> **GIVEN TASK 1**
Write out the rows below word for word, from the very first row through the line that holds "pixel 149 195", with both ends included.

He spoke like a professor. Like—

But she turned and ran before Faust could complete the thought, and her spell was broken. Cold reality flooded his soul, routing the warmth she’d provided. He’d been captured.

Sherry, thank you so much for inviting me to share your blog and your wonderful readers. Everyone, don’t forget that while I’ve been over here, Sherry has been hanging out at my blog, Mysteries and Histories. Her two posts discuss judging an ebook by its cover and, ironically enough, guest blogging. Show her some love, too, okay?

Thank you Cheryl, it's been a delight to have you guest here these last few days and for informative comments about PoV and writing. 

20 April 2011

PoV Pop Quiz

PoV Pop Quiz

We’ve discussed point of view (PoV), what it is and how it works, over the past two days. Let’s take this discussion from theory to a practical pop quiz. Below are several paragraphs written in third person deep PoV, each containing an accidental break. See if you can find all of them.

The answers are at the end, so no peeking.

Here’s the first one, “borrowed” from the rough draft of Kay Springsteen’s upcoming sweet romance, Elusive Echoes:

“Ry’s got me on babysitting duty tomorrow morning.” Sean swirled his beer, keeping his gaze on the amber liquid sloshing against the edges of the mug. Mel gripped the towel beneath her folded hands more tightly. She’d likely need it soon.

That one’s pretty simple, though, isn’t it? Let’s try something a little tougher. This is from a previous draft of my upcoming historical mystery, Deal with the Devil:

The German officer’s earlier anger had drained, leaving his brown eyes clear, and Clarke knew he wasn’t imagining the touch of derision now in their depths.

Remember, anything that’s not from the leading character’s perspective, anything he or she wouldn’t naturally think about, qualifies as a break in deep PoV.

Let’s try another. This is also from Deal and it’s pretty similar to the preceding one:

For one crazy moment, Clarke believed he had known this man at some point in their past, that he had only to sweep away his agitation to remember a more innocent age. But of course that was impossible.

Here’s one final example. This one I’m creating off the top of my head, but it’s a commonly seen error:

“You don’t want to mess with me,” Luke said, a hint of menace in his voice.

> **GIVEN TASK 2**
Continue the blog post on point of view from where it stops.

> **INFORMATION SUPPLIED**
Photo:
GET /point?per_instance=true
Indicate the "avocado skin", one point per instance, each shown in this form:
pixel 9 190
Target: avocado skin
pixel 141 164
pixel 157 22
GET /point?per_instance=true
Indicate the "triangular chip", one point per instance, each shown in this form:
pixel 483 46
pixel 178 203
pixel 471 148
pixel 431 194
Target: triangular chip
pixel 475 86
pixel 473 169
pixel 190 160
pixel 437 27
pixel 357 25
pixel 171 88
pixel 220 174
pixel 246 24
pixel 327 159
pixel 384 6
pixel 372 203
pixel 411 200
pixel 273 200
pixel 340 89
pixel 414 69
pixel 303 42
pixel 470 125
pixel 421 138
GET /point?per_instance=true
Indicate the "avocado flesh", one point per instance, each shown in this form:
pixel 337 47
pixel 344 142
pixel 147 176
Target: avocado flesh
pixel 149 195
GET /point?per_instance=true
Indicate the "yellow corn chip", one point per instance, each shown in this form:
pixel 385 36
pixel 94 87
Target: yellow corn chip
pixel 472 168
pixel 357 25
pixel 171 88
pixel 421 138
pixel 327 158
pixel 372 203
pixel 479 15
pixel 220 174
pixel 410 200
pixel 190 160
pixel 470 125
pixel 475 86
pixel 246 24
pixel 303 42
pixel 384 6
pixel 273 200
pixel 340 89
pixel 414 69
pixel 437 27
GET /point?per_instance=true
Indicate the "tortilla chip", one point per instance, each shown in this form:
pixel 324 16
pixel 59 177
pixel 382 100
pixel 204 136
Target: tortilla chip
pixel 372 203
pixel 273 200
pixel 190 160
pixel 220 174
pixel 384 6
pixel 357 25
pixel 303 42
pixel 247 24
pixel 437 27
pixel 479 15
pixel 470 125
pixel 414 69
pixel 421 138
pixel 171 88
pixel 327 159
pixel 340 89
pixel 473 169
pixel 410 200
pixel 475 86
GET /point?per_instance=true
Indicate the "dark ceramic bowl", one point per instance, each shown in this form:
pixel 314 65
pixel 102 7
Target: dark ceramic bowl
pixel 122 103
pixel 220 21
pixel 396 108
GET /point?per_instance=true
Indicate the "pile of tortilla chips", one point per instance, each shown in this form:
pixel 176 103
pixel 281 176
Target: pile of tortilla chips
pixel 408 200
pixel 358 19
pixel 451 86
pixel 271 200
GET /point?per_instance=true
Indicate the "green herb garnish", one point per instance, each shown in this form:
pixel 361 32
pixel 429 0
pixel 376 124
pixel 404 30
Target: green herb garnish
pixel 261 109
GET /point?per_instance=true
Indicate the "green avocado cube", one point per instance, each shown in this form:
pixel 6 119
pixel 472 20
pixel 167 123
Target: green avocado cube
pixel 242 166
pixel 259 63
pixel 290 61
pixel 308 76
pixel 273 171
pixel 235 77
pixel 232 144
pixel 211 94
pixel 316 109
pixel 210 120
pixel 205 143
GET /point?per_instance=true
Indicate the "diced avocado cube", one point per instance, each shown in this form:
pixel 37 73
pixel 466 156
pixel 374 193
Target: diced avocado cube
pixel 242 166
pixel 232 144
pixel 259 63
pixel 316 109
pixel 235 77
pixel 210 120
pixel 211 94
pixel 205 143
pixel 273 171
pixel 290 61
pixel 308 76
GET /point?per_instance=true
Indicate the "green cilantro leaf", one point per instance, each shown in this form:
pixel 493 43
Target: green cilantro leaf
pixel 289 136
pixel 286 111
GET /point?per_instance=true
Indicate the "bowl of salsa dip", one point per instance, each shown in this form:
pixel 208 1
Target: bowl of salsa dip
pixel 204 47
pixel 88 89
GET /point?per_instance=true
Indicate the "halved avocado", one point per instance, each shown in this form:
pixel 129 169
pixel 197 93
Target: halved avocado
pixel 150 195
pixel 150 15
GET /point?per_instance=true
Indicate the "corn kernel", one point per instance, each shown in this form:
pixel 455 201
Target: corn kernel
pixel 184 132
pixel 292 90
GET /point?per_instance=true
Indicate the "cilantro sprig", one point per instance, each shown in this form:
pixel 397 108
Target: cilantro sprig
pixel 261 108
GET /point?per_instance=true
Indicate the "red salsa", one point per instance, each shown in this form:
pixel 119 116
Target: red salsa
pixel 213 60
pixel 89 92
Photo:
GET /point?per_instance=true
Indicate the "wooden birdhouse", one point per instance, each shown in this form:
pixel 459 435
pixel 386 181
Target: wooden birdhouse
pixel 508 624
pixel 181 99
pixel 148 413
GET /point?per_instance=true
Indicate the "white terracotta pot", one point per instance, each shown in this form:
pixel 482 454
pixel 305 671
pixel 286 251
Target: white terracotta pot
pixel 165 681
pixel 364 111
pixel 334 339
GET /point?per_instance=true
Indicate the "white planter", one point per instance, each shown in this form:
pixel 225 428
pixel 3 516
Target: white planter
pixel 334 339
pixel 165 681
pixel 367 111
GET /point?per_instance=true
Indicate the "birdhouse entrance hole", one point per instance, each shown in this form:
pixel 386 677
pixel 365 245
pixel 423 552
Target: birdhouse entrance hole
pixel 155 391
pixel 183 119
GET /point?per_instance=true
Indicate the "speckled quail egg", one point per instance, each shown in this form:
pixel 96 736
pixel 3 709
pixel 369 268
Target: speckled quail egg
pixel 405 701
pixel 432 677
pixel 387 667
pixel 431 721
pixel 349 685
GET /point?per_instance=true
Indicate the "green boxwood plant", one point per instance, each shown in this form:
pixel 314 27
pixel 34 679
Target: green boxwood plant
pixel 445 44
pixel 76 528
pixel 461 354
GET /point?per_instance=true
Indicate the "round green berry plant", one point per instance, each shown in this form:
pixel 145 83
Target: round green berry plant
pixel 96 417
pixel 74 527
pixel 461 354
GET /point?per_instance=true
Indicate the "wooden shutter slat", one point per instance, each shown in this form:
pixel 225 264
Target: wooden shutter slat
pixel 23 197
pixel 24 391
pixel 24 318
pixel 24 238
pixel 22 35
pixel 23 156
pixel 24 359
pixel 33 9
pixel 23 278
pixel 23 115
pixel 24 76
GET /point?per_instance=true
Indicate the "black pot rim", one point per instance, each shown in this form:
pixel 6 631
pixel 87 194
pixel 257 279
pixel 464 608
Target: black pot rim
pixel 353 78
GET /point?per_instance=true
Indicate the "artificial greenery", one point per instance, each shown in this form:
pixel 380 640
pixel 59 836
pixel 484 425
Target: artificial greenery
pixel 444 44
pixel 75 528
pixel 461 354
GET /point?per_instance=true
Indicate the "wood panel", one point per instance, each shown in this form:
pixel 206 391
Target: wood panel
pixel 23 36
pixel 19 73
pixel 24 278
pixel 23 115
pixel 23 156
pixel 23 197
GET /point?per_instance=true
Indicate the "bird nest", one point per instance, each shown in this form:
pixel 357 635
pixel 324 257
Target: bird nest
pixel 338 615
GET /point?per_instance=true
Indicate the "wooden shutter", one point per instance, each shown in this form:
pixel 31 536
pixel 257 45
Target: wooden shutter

> **FINAL ANSWER 1**
Photo:
GET /point?per_instance=true
Indicate the "avocado skin", one point per instance, each shown in this form:
pixel 9 190
Target: avocado skin
pixel 141 164
pixel 157 22
GET /point?per_instance=true
Indicate the "triangular chip", one point per instance, each shown in this form:
pixel 483 46
pixel 178 203
pixel 471 148
pixel 431 194
Target: triangular chip
pixel 475 86
pixel 473 169
pixel 190 160
pixel 437 27
pixel 357 25
pixel 171 88
pixel 220 174
pixel 246 24
pixel 327 159
pixel 384 6
pixel 372 203
pixel 411 200
pixel 273 200
pixel 340 89
pixel 414 69
pixel 303 42
pixel 470 125
pixel 421 138
GET /point?per_instance=true
Indicate the "avocado flesh", one point per instance, each shown in this form:
pixel 337 47
pixel 344 142
pixel 147 176
Target: avocado flesh
pixel 149 195

> **FINAL ANSWER 2**
Feel free to discuss these in the comments if you like.
Or you can read the answers after the blurb and excerpt.

In August 1940, German Army Major Faust is unexpectedly captured by the English and he must escape before they break him. But every time he gets away, a woman is raped and murdered, and the English are looking for someone to hang. Faust must catch the killer, even though he’s helping the enemy—even though he’s making a Deal with the Devil.

Stoner withdrew his silver cigarette case from his breast pocket and lit up, too, leaving the case open on the desk. “Well. Let us review your situation, shall we? First, you have readily admitted you serve in the Wehrmacht, not the Luftwaffe.”

Faust paused, uncertain where Stoner was leading him. “That’s right.”

Stoner tilted his head. “I was not aware German Army officers crewed Air Force warplanes.”

He winced. Should he try to bluff something here? No, the intelligence lectures he had mostly slept through had repeatedly emphasized never lie to an interrogator, and although he couldn’t recall why, there had to be a good reason. “We don’t.”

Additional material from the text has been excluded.